REQUIRED TASK 1:
Print the stretch of the records from their first line through the line that contains "170), (134, 166)]", reproducing each line without any change.

SOURCE PASSAGE:
>>>
I just finished taking my 2 nephews car camping. Originally the trip was a backpacking one but the weather promised to get cold and one of my nephews is 7 years old, so we switched to car camping. 

We had 1 day of warmth and sunshine, 1 night of cold temps, high winds, and rain, and 1day of cold temps, high winds, and snowflakes. It was a great training experience.

The next trip will also be car camping and wed will attend an edibles plants class (free) in Houston to occupy one day and we'll practice skills as Sam Houston Nationasl Forest will allow. Hopefully this will happen in July.


----------



## HozayBuck

I've spent a lot of wonderful times in the High Country horse back with just a bed roll and saddle bags, wonderful times, 

traveled from Calif to Maine up into Canada and across to the east coast, had an old International pick up , with a home made camper top, Myself, wife, kid, 3 Great Danes and a damn Siamese cat, used an old military pyramid tent, called it my ******* hippy time, had a blast, did the whole thing on less then 400 bucks..in 1971..

In my TT I will park in W-M lots, or even rest stops but that's not camping ...

I've slept on the ground in my bag with a tarp over me and 8" of snow come morning, slept warm as toast...

BUT after saying that, I remember the first thing I learned after I joined the Marines... You don't have to train to be Miserable !
<<<
REQUIRED TASK 2:
Output the stretch of the camping text from "In my TT I will" through "be Miserable !", copying it word for word.

Records from a collection:
>>>
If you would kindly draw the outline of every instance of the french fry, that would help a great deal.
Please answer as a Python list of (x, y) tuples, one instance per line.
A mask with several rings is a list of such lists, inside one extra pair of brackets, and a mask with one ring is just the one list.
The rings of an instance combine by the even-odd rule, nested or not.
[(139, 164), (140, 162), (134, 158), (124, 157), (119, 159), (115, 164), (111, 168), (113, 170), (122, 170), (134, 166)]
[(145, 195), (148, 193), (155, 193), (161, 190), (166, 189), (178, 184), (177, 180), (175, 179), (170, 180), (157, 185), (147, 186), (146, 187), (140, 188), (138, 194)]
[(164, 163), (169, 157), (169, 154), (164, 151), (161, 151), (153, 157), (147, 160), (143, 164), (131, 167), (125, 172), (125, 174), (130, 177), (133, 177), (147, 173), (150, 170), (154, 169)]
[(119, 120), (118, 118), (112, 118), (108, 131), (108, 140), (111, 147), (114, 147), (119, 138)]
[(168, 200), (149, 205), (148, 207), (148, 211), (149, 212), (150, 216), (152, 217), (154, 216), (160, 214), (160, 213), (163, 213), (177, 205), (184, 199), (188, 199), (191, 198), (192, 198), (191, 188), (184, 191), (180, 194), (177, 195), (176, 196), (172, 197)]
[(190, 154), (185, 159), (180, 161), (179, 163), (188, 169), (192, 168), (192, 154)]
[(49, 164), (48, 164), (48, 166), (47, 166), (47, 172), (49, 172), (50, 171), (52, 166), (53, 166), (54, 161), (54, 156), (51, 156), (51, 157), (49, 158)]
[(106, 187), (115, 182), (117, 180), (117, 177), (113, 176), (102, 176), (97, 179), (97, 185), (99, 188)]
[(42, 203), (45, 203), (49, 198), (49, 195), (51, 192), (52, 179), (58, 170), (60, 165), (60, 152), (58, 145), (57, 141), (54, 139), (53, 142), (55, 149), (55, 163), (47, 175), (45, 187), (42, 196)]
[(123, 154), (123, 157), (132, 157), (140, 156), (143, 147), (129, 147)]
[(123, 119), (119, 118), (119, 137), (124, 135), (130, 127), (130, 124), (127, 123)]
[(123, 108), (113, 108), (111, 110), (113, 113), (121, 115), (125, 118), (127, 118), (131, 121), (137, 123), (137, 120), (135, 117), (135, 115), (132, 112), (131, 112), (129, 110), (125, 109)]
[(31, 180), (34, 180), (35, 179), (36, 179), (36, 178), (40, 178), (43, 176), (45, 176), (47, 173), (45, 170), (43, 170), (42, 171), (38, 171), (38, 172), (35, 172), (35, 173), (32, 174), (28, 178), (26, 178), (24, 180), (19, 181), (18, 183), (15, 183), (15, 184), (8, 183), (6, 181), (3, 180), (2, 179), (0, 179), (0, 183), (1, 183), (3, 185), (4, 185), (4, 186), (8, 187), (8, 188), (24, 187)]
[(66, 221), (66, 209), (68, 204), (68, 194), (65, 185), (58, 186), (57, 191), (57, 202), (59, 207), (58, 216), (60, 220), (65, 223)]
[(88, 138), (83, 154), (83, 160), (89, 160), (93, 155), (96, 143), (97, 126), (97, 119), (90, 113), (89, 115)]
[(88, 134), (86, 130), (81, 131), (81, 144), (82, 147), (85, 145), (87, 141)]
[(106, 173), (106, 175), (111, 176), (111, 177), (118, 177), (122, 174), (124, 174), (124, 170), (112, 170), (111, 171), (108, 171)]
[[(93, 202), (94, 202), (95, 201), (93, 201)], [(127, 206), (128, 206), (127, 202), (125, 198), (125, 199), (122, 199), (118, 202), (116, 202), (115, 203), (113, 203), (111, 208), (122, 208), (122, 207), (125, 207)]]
<<<
COMPLETE ANSWER 1:
If you would kindly draw the outline of every instance of the french fry, that would help a great deal.
Please answer as a Python list of (x, y) tuples, one instance per line.
A mask with several rings is a list of such lists, inside one extra pair of brackets, and a mask with one ring is just the one list.
The rings of an instance combine by the even-odd rule, nested or not.
[(139, 164), (140, 162), (134, 158), (124, 157), (119, 159), (115, 164), (111, 168), (113, 170), (122, 170), (134, 166)]

COMPLETE ANSWER 2:
In my TT I will park in W-M lots, or even rest stops but that's not camping ...

I've slept on the ground in my bag with a tarp over me and 8" of snow come morning, slept warm as toast...

BUT after saying that, I remember the first thing I learned after I joined the Marines... You don't have to train to be Miserable !